The problem: Report how many of the lines below contain the string "pink", treating case as significant. Give only the number.
⁂
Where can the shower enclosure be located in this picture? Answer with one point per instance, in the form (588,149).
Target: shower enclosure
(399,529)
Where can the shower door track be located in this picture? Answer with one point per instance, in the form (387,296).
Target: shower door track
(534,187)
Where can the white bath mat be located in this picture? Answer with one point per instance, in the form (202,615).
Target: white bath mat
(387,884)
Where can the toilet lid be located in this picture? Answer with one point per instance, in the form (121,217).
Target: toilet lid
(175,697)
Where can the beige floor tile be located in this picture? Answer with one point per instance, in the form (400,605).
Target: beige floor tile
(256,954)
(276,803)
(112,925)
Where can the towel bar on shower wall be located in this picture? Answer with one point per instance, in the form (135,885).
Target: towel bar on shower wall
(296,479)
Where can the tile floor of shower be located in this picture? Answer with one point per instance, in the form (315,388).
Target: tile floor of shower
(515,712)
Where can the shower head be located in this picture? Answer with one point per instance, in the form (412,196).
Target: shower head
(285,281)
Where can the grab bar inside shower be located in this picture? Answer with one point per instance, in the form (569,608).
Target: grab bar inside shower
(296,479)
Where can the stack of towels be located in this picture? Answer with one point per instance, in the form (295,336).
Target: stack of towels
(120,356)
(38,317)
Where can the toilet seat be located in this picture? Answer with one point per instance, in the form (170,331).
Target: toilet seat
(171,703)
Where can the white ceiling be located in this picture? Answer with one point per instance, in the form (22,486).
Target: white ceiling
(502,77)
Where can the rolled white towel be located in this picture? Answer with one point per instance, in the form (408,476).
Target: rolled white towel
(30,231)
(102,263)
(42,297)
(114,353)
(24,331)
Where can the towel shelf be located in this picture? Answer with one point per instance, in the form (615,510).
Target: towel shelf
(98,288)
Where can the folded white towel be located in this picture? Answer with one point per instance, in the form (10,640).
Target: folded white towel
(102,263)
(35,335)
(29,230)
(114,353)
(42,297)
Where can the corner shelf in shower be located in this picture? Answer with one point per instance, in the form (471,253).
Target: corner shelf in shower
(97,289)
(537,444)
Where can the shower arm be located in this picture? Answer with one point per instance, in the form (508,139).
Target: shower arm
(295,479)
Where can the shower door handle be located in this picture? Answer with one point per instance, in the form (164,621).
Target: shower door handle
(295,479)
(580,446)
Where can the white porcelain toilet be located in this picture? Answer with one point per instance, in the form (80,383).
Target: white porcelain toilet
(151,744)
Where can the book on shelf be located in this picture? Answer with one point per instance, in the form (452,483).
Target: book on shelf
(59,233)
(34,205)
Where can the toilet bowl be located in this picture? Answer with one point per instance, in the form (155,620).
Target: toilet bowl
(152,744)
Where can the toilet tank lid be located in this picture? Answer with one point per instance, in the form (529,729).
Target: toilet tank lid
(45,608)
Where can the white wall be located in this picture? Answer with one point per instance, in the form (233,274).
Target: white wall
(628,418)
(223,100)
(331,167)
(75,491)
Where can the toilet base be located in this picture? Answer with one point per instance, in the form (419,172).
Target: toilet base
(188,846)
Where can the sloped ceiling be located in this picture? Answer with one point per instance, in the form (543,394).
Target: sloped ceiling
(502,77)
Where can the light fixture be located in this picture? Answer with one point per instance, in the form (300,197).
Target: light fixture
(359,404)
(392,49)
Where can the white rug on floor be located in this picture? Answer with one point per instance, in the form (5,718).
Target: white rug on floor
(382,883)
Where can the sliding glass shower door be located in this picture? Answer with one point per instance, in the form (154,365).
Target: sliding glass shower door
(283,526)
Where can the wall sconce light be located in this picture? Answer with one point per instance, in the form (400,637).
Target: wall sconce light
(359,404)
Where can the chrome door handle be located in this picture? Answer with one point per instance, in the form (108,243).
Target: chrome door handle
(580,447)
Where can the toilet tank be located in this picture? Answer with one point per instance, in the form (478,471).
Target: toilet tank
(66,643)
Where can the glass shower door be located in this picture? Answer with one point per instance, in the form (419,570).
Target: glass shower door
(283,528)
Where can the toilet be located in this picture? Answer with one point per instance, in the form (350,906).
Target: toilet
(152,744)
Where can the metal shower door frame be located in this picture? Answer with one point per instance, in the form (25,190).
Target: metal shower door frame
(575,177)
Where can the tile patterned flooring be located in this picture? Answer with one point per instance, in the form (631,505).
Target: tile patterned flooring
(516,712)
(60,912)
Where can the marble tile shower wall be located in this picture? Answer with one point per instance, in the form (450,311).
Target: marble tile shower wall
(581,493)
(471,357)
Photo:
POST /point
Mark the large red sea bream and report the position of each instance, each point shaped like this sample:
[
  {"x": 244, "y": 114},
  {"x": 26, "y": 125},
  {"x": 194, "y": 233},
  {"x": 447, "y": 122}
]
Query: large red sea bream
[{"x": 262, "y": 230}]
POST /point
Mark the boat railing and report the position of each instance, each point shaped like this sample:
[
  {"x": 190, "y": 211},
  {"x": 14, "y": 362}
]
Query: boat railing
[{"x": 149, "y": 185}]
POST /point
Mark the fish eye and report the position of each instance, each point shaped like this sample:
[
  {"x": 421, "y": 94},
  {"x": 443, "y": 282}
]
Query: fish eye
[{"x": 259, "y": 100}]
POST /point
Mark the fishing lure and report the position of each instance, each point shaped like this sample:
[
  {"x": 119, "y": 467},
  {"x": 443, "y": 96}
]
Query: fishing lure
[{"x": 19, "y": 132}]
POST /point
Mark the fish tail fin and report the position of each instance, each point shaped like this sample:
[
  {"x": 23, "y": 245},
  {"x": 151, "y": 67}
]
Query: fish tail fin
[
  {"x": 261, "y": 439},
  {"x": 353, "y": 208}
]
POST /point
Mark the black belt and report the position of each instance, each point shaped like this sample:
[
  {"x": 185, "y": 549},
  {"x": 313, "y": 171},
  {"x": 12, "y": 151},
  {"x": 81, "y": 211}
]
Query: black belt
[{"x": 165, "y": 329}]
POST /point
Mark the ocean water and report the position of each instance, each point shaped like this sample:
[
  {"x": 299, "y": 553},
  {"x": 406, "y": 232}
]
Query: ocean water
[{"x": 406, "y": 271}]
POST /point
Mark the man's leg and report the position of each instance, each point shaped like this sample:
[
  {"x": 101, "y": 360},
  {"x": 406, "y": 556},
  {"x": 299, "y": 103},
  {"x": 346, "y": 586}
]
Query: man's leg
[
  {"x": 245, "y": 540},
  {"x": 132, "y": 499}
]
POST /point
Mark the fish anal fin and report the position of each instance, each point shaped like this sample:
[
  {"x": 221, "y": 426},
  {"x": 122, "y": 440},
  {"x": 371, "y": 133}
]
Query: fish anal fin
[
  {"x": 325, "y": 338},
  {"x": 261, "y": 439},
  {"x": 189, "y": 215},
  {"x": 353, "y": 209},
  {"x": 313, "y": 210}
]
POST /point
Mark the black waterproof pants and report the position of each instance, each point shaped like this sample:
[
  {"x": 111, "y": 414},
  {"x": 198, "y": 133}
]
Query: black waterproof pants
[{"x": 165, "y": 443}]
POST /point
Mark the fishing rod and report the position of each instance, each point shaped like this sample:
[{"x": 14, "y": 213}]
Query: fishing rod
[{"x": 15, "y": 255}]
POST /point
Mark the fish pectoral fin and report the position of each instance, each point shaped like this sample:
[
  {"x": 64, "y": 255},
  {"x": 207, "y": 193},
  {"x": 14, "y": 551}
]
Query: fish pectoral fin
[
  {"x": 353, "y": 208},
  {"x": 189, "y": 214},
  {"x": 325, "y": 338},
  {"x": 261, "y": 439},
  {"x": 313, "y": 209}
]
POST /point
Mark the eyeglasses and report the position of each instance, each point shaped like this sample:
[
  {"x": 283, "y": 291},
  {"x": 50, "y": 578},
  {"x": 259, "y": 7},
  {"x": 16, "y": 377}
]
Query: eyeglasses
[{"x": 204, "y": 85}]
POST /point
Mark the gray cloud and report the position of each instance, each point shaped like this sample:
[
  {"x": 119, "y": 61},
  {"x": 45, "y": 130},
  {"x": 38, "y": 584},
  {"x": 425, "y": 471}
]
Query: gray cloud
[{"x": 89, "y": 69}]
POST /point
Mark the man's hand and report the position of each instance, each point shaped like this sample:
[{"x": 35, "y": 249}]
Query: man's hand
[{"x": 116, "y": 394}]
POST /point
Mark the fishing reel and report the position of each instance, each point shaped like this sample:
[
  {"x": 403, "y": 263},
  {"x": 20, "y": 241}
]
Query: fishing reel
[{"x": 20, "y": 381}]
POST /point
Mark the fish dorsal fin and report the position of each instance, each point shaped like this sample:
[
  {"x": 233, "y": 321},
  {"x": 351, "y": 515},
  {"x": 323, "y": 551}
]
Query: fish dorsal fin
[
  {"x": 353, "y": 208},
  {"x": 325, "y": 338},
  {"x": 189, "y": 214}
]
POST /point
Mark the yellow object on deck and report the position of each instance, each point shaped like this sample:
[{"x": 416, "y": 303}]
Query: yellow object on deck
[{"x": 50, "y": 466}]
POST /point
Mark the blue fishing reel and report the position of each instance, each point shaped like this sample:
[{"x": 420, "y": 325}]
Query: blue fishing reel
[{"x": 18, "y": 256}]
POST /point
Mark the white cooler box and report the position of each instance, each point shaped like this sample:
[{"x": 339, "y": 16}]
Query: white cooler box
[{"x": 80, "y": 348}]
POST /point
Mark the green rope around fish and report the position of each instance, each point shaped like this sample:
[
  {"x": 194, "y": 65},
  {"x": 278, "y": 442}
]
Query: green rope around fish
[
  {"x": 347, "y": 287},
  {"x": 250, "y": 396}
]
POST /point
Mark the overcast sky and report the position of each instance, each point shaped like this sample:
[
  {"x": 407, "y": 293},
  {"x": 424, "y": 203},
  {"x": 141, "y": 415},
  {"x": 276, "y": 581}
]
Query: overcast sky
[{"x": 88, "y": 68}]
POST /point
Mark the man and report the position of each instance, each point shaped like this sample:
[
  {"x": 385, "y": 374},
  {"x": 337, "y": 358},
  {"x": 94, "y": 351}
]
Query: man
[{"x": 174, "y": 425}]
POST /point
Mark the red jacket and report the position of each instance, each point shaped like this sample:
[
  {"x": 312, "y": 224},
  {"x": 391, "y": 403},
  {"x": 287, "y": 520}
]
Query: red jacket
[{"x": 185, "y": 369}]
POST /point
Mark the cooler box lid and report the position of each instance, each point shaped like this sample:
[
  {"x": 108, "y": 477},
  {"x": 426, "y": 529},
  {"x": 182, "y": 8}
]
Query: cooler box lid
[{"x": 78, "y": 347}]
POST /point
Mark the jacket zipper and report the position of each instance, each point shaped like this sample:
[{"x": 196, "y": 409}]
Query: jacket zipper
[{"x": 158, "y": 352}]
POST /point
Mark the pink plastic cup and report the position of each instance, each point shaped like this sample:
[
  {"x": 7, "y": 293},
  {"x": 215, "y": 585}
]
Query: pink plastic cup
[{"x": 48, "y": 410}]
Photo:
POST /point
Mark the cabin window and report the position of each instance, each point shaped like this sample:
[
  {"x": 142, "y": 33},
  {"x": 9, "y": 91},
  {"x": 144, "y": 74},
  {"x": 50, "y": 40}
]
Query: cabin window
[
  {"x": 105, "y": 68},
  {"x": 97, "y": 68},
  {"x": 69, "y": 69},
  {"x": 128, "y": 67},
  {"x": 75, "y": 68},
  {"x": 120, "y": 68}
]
⁂
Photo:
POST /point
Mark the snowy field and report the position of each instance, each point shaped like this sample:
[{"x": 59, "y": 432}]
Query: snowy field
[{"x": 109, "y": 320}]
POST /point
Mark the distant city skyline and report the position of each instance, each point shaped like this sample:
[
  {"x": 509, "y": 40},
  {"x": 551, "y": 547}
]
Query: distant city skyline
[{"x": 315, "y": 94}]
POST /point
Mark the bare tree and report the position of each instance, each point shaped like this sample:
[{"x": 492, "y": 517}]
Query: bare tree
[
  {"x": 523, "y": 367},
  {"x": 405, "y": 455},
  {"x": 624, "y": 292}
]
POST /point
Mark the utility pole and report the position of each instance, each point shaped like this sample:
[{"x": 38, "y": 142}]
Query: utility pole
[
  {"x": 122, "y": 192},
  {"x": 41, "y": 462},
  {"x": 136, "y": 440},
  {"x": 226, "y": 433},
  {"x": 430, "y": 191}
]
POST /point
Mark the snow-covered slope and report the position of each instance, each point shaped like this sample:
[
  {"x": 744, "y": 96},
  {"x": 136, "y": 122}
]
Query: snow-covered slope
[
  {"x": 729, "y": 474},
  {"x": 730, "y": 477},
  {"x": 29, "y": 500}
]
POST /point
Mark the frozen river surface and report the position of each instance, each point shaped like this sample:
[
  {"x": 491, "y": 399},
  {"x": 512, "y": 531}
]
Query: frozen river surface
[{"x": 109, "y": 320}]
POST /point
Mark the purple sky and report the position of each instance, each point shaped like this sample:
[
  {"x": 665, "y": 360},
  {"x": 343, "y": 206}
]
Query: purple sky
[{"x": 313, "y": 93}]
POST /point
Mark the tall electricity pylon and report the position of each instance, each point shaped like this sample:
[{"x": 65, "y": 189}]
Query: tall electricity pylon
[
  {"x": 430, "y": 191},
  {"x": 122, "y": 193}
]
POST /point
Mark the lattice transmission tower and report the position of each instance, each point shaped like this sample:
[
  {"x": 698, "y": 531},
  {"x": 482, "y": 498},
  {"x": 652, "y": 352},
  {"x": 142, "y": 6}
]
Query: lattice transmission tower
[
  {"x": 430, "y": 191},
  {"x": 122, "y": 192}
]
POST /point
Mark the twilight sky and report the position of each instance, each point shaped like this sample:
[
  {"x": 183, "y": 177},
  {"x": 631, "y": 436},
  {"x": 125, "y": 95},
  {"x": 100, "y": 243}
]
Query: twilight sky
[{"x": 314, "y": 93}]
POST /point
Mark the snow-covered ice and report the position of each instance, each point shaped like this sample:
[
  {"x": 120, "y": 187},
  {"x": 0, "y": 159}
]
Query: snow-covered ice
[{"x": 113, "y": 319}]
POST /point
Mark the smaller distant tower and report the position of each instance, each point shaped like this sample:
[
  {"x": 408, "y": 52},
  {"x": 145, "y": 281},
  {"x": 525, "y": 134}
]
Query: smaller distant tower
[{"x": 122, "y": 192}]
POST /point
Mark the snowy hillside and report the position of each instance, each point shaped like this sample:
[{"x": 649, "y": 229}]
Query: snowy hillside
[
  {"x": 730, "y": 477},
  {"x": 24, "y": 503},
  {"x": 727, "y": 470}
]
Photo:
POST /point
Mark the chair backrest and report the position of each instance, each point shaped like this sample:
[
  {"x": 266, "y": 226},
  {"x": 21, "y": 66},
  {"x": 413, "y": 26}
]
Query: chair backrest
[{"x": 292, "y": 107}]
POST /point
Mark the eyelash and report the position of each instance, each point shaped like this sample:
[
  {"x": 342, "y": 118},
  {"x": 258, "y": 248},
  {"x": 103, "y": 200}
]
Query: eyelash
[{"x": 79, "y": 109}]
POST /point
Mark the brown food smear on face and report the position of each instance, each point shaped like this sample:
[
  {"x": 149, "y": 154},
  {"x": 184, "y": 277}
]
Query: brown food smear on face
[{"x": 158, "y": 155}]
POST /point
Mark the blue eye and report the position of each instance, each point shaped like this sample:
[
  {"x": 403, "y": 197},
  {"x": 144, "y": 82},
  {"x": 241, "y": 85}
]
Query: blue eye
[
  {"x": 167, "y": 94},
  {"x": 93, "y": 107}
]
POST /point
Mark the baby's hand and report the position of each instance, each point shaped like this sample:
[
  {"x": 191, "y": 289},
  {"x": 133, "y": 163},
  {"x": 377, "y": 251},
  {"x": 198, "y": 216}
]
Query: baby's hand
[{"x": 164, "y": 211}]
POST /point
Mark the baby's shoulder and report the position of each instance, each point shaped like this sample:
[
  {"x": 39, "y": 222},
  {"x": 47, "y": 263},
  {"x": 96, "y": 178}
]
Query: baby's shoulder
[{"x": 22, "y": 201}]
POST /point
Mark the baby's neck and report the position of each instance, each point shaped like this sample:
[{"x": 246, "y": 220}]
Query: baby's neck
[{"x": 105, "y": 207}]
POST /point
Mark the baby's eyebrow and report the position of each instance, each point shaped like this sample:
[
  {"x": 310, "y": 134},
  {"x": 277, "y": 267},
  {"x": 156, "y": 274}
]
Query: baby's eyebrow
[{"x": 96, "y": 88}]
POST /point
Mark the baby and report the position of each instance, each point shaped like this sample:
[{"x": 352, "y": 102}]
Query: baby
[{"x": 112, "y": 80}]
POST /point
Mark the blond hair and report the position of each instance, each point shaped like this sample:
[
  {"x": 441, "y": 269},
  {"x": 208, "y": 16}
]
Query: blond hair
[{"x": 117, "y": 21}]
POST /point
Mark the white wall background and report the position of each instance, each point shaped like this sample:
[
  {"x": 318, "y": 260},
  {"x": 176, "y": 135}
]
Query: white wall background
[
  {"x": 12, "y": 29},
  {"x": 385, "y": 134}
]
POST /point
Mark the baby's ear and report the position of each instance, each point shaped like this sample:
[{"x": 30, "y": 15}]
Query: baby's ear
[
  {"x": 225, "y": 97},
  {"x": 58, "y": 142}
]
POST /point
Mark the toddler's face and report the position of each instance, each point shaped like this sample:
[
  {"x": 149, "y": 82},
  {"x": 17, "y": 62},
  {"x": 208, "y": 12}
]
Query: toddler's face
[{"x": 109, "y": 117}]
⁂
Task result: 2